• Set task: Please list every line of the rows below that contains the word "chair", copying each line in full.

═════ Record set ═════

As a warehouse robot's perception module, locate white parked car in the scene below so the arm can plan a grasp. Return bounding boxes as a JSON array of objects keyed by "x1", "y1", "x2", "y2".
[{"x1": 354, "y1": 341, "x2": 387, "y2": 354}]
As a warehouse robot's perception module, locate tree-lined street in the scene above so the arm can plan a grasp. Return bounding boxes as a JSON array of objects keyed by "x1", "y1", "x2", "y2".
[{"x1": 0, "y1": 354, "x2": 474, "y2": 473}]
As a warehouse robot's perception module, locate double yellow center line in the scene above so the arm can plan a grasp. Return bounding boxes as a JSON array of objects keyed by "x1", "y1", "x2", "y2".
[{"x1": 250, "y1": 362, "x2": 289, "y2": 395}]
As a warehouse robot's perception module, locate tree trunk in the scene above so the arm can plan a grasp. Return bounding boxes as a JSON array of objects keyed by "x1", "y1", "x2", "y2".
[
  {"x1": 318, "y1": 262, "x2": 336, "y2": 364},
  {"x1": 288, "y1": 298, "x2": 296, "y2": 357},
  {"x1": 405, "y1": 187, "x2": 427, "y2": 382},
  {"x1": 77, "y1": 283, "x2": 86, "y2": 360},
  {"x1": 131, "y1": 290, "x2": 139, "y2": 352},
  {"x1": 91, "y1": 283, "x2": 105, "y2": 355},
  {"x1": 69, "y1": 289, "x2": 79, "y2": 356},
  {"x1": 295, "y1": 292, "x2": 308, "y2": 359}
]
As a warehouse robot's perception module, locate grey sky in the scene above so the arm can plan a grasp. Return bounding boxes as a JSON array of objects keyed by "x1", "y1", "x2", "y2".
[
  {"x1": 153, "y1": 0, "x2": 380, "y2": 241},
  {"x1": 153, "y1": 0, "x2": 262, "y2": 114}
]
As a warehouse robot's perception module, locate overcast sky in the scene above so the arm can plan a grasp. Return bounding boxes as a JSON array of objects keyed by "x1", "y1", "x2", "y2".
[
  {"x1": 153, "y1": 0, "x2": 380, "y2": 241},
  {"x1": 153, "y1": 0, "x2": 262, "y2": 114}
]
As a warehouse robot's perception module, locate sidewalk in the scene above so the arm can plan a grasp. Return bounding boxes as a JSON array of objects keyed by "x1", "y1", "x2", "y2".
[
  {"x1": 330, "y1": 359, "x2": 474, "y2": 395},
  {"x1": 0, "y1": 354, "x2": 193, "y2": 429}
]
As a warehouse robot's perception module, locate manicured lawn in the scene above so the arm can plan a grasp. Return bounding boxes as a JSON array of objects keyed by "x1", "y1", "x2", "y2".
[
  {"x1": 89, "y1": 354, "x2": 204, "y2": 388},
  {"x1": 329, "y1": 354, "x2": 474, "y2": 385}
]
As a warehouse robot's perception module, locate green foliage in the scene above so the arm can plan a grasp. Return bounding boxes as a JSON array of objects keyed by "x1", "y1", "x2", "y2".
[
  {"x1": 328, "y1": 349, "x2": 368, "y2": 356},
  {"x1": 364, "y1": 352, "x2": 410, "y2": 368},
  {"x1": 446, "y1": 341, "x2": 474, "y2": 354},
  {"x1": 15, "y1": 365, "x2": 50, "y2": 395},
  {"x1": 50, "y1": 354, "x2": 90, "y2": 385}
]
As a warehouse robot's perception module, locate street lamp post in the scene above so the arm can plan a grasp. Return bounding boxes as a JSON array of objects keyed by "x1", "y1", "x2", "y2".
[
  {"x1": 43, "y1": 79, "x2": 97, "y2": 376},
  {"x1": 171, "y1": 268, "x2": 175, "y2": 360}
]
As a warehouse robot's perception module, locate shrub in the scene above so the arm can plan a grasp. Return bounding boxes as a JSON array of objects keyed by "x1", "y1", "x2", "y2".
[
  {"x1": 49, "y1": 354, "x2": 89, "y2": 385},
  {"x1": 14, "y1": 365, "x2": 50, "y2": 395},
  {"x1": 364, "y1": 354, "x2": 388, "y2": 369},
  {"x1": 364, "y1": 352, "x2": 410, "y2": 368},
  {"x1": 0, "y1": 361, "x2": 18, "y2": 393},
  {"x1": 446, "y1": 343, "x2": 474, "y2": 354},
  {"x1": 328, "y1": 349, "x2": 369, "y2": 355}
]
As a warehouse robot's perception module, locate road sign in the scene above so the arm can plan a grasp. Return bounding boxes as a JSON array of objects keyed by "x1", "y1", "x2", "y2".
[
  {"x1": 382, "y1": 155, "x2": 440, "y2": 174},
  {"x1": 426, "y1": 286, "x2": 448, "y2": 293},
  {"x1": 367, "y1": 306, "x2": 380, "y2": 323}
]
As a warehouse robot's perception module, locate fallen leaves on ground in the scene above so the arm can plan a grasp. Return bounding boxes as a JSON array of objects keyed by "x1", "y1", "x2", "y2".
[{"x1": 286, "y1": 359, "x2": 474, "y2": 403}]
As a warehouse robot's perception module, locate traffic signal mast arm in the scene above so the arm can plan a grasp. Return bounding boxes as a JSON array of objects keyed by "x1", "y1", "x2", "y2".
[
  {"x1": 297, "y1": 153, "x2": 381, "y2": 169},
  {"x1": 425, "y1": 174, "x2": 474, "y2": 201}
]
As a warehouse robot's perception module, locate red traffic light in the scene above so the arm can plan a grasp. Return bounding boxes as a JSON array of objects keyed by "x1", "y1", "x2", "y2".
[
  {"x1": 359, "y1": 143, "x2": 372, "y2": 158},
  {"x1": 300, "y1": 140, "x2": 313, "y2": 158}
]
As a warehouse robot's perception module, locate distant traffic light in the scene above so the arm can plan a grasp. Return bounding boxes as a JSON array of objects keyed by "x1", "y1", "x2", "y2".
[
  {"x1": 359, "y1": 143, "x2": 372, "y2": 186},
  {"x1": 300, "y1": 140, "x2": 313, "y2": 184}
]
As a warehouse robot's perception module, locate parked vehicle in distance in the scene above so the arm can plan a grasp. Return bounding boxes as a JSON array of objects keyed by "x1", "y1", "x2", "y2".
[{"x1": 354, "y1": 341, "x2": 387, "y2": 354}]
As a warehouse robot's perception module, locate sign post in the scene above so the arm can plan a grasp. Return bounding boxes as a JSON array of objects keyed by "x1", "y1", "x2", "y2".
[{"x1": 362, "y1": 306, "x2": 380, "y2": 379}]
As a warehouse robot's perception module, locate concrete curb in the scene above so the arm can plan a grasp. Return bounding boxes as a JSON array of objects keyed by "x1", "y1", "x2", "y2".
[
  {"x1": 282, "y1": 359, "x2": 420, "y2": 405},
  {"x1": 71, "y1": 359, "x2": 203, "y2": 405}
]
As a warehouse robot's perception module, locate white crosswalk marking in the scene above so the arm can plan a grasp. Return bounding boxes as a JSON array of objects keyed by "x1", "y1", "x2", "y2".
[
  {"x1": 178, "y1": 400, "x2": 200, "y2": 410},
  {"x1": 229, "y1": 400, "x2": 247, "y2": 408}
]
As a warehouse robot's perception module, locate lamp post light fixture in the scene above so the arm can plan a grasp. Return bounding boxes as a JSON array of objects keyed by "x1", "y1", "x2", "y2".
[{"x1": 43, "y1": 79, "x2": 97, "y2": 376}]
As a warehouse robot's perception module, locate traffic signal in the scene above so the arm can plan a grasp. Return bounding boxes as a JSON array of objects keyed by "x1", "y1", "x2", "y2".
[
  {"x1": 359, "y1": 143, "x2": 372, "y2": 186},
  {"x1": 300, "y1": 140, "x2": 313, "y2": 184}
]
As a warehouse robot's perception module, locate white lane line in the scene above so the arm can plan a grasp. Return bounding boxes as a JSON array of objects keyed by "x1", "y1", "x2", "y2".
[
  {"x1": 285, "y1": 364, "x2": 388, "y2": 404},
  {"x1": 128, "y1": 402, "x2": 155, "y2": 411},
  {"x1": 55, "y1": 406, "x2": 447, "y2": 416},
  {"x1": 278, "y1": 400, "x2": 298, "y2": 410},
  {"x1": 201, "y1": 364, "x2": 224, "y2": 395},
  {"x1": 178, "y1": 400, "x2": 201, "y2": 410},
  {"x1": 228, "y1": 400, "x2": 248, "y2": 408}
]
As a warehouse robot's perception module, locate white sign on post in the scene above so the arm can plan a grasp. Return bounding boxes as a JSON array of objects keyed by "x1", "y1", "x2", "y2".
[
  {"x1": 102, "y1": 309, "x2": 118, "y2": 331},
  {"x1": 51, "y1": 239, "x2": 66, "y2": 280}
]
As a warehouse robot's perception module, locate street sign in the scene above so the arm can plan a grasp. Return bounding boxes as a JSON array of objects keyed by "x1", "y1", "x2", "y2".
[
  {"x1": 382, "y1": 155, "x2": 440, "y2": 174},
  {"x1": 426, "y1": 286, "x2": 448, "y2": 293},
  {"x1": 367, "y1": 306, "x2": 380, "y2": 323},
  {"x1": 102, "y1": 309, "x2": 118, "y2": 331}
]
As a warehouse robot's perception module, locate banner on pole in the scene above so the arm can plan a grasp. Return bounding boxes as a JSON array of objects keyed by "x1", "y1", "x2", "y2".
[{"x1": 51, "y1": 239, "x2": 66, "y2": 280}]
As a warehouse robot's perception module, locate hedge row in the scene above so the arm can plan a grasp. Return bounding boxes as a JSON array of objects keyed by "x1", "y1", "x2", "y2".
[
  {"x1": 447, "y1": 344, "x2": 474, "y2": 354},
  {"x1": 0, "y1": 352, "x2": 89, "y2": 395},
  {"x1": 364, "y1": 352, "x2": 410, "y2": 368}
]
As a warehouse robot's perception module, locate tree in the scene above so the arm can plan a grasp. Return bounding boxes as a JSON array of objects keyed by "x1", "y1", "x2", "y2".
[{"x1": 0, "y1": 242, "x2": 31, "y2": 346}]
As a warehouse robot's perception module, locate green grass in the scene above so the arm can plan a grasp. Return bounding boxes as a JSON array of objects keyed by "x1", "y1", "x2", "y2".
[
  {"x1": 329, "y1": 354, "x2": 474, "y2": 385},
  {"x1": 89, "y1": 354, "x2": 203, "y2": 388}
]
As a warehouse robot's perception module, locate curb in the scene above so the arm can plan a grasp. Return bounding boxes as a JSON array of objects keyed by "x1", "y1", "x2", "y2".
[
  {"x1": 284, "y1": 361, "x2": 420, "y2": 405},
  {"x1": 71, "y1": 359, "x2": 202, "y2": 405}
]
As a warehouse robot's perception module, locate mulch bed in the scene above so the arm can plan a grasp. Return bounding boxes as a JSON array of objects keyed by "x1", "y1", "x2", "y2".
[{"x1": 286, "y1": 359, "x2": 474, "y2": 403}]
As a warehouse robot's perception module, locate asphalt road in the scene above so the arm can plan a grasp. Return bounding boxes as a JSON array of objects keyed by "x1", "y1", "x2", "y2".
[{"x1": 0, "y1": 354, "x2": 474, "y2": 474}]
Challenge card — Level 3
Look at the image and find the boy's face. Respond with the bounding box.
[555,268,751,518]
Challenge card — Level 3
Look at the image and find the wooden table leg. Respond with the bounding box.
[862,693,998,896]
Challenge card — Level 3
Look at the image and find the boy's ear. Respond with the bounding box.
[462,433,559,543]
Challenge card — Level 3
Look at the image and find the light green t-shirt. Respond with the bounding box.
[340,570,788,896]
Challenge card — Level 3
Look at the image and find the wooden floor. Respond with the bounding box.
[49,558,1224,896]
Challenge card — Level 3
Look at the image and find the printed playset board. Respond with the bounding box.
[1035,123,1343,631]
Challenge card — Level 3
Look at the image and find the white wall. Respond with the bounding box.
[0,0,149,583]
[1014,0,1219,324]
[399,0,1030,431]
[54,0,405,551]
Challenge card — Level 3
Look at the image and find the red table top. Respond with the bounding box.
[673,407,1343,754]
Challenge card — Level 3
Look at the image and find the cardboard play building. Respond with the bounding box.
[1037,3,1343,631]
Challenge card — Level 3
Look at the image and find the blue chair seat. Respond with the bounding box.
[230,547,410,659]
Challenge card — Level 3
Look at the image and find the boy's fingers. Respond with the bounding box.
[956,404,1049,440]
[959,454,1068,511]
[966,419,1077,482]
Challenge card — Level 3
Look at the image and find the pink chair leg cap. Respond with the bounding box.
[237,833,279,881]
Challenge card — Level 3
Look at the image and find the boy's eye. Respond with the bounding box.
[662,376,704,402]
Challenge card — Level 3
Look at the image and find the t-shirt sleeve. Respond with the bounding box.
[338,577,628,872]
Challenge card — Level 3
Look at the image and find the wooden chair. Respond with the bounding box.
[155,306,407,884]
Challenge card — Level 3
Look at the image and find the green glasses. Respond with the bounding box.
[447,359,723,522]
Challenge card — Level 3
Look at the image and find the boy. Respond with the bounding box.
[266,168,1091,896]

═════

• Result of the exercise:
Look at the image and find the blue chair seat. Respond with the bounding box.
Look at the image and find the pink chair leg cap. Respond with the bounding box.
Look at the image and find the wooden chair. Respond with the bounding box.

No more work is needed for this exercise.